INFORMATION PROVIDED.
■ ■ ■

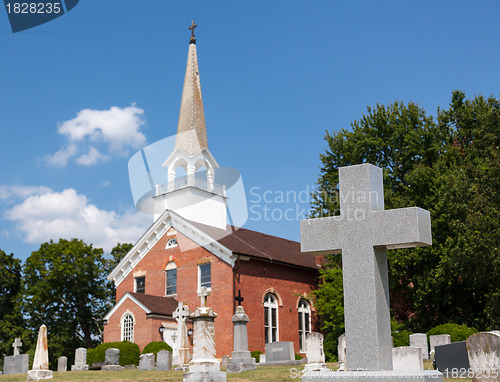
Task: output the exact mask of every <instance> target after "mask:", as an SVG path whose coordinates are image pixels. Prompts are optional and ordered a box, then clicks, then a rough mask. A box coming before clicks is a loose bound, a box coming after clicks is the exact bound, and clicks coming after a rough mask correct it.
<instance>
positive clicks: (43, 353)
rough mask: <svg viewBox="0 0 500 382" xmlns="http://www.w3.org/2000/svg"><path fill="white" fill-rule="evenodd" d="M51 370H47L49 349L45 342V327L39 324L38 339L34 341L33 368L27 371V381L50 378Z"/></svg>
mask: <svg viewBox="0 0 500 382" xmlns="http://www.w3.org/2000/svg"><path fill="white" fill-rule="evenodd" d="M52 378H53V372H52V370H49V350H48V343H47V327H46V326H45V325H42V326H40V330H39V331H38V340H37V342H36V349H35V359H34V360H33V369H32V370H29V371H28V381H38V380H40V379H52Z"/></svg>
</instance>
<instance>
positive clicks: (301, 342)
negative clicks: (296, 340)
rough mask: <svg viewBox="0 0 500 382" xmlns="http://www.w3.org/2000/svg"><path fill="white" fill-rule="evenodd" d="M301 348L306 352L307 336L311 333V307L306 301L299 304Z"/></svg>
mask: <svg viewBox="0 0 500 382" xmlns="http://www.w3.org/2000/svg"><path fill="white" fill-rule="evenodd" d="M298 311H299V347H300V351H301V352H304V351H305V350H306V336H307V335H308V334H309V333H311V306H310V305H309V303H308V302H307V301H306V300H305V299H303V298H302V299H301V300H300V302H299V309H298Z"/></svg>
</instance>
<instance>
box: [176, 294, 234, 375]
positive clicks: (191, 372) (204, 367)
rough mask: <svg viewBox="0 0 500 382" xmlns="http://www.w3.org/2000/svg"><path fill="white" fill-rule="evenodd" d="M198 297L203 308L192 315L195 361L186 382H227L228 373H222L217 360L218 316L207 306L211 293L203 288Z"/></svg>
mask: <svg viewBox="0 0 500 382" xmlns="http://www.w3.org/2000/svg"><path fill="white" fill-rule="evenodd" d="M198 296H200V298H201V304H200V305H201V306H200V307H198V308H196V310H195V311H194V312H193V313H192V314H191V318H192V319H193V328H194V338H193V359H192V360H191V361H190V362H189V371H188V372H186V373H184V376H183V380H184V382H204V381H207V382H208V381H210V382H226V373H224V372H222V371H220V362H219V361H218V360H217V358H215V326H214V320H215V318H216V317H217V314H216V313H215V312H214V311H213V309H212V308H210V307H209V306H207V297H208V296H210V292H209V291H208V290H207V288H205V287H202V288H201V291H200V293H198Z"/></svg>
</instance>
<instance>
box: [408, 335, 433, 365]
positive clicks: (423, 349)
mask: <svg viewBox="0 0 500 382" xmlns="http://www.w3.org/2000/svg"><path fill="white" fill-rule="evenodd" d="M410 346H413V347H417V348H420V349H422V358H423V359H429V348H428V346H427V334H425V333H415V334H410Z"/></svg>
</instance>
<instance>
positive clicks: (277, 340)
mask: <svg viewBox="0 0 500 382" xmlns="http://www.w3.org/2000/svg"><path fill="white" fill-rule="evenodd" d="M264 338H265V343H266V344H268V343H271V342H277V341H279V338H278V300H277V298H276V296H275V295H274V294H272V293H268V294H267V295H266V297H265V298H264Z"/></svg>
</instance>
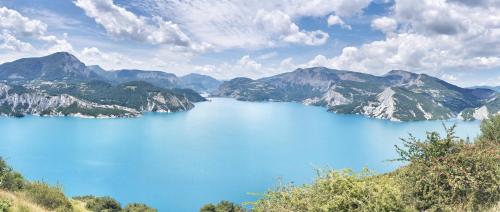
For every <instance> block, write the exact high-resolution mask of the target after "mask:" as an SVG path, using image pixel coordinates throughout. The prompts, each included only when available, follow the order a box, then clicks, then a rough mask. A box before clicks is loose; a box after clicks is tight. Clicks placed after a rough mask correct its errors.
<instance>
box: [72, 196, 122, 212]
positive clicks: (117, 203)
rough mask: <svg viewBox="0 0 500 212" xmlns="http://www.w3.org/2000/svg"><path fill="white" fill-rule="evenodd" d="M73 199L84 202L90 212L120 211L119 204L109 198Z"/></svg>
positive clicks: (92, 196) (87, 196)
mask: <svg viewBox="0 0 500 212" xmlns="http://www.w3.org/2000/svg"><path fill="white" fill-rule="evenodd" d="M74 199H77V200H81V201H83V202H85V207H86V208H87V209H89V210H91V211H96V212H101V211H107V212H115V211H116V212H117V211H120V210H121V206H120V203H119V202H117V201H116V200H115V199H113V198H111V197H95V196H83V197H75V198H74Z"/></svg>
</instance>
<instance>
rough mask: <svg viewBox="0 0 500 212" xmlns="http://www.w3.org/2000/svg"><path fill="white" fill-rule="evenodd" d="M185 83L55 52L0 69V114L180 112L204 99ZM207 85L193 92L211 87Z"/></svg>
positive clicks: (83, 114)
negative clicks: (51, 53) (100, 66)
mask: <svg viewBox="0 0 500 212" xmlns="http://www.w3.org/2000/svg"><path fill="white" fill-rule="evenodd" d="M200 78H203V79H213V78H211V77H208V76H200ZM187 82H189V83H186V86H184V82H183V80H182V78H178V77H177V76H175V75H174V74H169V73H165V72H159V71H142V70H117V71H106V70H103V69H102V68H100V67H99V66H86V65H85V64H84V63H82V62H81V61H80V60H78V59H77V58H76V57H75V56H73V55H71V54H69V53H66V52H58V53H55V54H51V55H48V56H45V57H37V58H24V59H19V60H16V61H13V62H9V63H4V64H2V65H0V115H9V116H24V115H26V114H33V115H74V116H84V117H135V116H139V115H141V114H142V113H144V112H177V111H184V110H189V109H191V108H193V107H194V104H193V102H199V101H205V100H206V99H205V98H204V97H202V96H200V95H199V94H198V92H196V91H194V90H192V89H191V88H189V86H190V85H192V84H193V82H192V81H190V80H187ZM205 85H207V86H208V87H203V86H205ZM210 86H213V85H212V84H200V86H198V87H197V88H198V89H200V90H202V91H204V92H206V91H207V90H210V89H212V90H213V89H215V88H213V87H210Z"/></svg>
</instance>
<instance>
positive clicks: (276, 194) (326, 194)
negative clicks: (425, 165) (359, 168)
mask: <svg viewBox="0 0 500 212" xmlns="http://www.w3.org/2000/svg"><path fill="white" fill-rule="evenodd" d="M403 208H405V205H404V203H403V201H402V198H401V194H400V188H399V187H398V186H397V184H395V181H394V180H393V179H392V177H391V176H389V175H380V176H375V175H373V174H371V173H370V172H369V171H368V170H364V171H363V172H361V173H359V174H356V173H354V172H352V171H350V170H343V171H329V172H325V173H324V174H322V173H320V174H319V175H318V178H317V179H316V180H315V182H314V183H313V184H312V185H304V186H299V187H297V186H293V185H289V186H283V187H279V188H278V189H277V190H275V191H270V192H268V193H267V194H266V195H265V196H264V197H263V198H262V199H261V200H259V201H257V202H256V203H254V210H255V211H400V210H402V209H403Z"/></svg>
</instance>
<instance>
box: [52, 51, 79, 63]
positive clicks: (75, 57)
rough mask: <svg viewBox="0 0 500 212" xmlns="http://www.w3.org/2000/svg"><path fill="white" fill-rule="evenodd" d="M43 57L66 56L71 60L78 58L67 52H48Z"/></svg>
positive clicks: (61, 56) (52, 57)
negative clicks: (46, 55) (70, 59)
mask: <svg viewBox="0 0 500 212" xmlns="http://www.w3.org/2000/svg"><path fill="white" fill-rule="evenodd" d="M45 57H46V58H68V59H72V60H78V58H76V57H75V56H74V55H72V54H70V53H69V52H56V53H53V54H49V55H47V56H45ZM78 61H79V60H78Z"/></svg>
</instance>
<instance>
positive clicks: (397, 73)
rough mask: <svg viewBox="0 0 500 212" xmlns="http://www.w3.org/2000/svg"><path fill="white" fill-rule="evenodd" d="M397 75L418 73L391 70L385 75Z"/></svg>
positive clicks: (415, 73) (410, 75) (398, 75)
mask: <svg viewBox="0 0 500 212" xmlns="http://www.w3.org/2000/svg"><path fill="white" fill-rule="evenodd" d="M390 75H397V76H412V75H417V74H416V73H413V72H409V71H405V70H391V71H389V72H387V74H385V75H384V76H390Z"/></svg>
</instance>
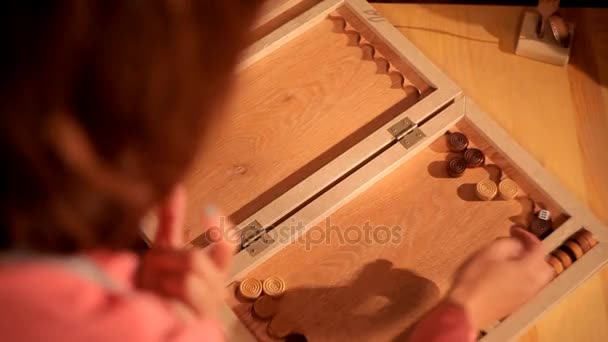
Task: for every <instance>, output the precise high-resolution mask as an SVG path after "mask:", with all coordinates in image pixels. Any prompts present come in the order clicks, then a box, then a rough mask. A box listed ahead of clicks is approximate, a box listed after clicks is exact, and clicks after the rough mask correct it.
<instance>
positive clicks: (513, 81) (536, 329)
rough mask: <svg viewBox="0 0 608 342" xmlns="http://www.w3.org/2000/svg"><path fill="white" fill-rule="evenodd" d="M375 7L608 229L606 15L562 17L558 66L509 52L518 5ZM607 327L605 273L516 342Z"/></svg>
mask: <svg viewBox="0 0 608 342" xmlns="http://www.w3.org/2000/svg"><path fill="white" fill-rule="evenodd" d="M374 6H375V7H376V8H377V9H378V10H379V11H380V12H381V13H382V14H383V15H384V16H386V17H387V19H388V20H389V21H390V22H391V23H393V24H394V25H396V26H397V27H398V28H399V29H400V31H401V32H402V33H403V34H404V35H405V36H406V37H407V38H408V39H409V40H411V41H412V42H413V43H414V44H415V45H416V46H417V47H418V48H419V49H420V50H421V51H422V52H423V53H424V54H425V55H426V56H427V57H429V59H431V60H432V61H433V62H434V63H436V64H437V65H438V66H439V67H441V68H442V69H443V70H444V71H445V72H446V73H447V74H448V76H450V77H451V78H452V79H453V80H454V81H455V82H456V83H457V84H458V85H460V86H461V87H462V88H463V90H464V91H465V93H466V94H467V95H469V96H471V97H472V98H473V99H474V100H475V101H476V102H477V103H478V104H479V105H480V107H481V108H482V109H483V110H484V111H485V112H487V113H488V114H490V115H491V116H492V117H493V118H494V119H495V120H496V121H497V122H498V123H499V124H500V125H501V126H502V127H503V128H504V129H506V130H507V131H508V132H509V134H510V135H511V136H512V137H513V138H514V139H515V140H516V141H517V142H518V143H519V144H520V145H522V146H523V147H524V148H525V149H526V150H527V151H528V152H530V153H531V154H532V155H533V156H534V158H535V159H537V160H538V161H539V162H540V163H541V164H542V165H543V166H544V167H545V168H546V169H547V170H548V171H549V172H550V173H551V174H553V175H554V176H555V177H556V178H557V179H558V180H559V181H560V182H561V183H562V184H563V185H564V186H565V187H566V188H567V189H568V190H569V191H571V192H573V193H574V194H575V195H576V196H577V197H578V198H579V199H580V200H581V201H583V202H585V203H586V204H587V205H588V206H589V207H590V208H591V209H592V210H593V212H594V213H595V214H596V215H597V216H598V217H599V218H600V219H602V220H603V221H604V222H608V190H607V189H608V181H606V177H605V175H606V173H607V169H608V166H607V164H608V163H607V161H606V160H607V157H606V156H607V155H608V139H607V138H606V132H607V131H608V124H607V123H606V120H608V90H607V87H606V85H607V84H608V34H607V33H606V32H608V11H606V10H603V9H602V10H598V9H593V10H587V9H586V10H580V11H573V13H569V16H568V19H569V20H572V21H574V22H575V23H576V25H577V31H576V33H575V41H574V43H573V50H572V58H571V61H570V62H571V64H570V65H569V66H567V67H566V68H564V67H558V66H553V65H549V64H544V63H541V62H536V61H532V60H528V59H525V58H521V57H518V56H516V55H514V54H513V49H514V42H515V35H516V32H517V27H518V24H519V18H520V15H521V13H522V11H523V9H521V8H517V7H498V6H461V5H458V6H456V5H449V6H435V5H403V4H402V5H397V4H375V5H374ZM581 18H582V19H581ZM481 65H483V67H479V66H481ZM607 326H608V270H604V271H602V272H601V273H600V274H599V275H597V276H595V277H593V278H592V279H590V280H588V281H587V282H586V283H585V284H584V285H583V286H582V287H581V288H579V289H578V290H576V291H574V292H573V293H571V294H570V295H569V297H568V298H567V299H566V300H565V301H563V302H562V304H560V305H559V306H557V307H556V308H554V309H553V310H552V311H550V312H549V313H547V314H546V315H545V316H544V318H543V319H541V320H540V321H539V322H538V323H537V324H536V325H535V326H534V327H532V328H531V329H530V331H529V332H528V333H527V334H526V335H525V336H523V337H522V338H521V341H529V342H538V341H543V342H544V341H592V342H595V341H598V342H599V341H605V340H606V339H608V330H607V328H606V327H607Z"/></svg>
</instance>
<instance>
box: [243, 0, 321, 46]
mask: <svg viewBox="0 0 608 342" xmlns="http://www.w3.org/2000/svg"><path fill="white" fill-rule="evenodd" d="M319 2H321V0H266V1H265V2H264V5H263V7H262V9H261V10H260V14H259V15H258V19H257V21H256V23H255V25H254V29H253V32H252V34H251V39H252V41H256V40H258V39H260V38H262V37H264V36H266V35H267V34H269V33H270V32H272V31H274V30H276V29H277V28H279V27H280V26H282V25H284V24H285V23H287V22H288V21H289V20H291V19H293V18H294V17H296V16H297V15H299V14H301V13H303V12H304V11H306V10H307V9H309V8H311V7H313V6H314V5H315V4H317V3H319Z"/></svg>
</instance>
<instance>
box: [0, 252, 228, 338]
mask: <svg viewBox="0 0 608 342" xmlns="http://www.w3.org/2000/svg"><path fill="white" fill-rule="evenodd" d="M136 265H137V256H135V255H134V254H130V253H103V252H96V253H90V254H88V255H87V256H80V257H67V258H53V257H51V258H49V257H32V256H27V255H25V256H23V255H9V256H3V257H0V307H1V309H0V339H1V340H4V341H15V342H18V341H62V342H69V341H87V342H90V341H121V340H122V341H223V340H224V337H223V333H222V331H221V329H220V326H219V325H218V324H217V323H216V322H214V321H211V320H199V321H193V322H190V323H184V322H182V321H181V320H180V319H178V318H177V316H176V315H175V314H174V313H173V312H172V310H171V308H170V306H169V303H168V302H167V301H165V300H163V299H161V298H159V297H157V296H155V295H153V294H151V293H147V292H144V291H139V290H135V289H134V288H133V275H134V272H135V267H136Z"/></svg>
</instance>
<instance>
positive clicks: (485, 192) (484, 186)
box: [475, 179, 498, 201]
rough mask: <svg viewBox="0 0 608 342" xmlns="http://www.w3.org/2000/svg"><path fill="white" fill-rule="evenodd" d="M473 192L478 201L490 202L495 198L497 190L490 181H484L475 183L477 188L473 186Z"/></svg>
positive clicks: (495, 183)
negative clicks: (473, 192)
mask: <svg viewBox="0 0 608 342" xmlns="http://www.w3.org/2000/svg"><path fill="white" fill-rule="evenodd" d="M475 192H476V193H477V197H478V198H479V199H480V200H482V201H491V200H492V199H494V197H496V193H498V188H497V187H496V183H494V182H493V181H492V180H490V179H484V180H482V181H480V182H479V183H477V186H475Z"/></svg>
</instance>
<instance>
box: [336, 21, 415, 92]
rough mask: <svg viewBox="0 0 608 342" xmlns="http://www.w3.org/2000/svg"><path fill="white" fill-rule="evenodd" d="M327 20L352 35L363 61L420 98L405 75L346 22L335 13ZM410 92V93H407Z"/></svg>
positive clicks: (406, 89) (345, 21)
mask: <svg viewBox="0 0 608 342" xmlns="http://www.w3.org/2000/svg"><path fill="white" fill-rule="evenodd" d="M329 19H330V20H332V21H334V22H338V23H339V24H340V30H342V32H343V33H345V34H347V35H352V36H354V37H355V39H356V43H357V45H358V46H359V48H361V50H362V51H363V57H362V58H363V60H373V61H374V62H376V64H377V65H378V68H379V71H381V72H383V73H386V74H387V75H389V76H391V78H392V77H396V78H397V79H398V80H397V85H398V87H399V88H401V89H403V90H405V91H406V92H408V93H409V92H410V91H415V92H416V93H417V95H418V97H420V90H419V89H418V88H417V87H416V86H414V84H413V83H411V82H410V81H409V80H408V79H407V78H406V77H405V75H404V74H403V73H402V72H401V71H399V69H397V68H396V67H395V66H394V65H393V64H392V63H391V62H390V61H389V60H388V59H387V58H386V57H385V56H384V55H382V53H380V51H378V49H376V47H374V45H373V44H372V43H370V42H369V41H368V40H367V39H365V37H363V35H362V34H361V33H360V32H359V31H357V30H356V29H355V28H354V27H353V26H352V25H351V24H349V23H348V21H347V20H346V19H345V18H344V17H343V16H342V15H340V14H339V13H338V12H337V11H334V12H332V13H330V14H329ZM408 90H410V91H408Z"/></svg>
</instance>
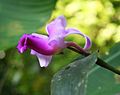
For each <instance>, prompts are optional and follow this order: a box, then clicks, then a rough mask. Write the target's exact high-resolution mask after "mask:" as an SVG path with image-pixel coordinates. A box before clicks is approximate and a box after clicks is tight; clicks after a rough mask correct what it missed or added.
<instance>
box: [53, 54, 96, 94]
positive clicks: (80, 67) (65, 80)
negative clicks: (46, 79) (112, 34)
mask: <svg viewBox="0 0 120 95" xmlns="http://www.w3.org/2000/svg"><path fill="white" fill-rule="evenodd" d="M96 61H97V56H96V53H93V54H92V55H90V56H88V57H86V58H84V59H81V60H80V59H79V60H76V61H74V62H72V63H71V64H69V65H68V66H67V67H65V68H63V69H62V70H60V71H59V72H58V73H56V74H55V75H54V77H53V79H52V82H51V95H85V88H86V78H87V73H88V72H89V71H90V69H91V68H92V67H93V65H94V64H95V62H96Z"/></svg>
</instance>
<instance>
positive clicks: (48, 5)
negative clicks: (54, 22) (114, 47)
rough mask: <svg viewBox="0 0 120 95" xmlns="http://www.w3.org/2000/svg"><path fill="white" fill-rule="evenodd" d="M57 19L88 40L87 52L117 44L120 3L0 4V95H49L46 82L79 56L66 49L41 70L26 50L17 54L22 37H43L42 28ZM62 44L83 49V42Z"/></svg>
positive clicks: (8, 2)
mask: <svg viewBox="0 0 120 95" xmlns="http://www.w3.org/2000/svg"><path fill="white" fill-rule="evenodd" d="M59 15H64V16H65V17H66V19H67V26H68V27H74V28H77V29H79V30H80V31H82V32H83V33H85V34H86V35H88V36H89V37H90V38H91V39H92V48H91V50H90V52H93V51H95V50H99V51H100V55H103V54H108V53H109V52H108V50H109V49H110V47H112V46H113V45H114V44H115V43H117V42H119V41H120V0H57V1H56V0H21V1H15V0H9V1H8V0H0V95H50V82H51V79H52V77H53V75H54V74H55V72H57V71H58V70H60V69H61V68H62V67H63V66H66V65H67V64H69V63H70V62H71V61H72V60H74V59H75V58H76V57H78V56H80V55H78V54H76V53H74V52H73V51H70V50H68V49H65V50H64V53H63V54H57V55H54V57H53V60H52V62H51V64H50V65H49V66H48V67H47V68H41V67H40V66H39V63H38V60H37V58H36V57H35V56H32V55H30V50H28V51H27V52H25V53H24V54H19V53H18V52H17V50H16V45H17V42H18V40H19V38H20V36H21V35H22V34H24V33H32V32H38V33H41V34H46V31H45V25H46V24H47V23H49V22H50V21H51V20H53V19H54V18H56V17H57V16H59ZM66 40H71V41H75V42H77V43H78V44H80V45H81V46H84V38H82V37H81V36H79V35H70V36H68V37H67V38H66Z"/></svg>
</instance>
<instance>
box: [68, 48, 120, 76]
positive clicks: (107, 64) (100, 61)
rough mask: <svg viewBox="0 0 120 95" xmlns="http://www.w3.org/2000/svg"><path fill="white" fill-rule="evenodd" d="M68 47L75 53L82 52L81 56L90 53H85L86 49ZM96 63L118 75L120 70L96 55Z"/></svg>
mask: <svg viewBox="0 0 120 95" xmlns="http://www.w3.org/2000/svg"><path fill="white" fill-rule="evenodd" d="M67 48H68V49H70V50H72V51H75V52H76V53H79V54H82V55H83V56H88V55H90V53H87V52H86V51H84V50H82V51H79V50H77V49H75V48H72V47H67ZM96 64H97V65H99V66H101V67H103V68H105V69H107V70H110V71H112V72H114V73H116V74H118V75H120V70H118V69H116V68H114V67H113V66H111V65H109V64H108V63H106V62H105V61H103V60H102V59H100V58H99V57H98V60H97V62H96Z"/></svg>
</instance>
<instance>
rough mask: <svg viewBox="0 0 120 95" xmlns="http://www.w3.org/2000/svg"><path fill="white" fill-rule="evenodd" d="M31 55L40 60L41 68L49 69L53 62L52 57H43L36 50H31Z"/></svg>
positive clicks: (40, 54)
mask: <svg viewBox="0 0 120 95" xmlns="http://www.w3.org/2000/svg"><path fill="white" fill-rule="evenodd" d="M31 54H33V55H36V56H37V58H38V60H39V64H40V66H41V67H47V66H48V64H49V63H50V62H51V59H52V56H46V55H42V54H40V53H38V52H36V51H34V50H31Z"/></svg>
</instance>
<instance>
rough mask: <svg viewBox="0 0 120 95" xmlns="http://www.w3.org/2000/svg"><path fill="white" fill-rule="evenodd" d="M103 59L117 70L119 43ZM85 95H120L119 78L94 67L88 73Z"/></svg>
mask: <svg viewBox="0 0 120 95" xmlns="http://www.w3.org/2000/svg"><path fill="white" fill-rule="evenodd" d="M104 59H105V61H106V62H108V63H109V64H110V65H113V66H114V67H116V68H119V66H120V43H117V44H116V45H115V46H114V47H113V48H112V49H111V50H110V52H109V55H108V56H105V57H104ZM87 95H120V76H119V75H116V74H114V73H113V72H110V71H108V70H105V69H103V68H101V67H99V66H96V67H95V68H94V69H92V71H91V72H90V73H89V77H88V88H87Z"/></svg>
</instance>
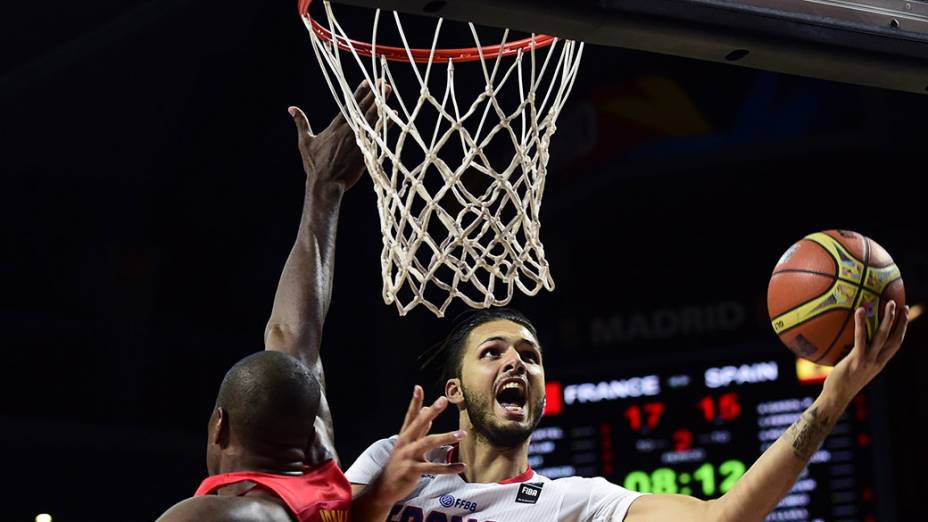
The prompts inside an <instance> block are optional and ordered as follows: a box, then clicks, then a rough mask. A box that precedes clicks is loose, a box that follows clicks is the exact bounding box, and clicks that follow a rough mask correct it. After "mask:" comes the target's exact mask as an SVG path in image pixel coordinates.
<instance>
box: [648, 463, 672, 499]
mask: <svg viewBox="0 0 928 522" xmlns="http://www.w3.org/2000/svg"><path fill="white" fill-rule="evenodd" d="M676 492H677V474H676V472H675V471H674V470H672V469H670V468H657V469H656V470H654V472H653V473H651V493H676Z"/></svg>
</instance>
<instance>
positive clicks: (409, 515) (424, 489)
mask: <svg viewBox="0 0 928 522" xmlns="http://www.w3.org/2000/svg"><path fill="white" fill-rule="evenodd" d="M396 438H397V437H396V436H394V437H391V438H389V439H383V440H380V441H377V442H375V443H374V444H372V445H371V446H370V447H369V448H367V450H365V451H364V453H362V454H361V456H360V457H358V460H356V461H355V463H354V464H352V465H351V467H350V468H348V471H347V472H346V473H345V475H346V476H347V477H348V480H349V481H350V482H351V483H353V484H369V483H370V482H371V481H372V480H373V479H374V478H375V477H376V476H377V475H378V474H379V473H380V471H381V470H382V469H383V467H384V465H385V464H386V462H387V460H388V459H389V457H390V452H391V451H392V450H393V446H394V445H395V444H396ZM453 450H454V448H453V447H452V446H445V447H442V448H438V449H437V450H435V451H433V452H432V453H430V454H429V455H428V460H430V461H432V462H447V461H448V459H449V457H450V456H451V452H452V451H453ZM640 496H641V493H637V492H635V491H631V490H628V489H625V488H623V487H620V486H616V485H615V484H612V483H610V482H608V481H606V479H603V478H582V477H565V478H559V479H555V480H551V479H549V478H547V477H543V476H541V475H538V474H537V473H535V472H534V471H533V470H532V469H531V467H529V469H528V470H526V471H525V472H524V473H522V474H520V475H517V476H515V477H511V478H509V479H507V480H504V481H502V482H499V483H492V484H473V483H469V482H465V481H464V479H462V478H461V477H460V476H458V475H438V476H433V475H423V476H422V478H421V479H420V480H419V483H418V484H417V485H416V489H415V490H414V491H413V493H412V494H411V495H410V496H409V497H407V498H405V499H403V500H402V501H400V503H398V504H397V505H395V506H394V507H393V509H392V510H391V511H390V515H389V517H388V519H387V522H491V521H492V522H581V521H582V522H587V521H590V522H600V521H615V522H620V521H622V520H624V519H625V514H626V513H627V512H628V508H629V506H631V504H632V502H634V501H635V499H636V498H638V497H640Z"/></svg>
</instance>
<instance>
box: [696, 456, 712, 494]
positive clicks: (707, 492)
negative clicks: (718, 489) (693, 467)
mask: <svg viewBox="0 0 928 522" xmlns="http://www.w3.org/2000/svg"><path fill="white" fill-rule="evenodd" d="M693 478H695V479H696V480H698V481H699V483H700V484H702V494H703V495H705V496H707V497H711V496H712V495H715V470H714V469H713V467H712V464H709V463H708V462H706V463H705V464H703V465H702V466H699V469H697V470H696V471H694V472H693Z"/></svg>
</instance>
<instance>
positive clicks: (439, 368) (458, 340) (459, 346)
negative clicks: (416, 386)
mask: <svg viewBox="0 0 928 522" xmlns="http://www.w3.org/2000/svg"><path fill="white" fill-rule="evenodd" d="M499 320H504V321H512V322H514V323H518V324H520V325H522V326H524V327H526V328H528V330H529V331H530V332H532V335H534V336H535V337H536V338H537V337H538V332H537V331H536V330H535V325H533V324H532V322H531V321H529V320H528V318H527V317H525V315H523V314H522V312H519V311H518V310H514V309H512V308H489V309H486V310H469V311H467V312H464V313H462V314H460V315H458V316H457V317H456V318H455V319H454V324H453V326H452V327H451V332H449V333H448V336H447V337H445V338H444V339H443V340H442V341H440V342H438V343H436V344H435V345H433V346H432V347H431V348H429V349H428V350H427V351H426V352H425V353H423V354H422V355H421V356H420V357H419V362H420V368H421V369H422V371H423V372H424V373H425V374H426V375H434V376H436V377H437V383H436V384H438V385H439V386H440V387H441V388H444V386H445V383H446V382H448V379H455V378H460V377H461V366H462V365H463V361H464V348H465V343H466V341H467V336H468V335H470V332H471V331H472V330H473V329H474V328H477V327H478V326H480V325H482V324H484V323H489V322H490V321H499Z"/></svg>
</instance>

■ ■ ■

WORK INSTRUCTION. Which lines of the records above contain the string "negative"? Pull out each of those lines in full, treating uppercase and lowercase letters as distinct.

SOLUTION TO THIS PROBLEM.
negative clicks: (296, 340)
negative clicks: (51, 53) (100, 66)
negative clicks: (425, 165) (359, 168)
negative clicks: (46, 55) (70, 59)
negative clicks: (473, 192)
negative clicks: (46, 79) (112, 34)
negative clicks: (54, 22) (114, 47)
negative clicks: (718, 489) (693, 467)
negative clicks: (416, 386)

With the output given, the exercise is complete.